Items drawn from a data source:
--- Begin ---

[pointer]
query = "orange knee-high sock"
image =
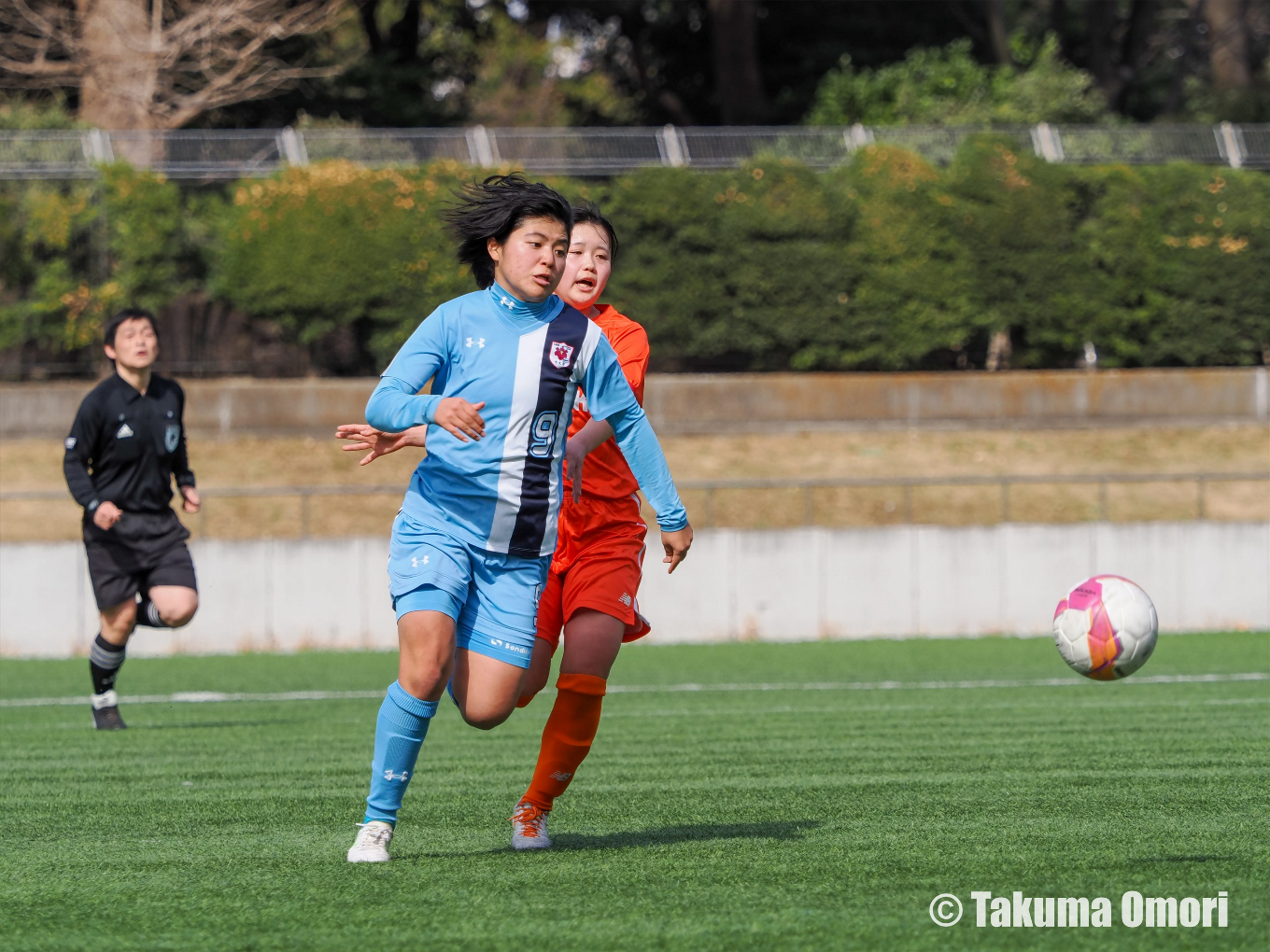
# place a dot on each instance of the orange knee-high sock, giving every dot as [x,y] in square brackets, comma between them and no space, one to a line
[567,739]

--- End ---

• **DIRECTIVE**
Reproduce every one of the lines above verbatim, leaving out any pictures.

• **THE RESULT**
[pointer]
query = "orange knee-high sock"
image =
# place a dot on each instance of the orange knee-high sock, giving every dot as [x,y] in square brackets, comma between them and no space, one to a line
[567,739]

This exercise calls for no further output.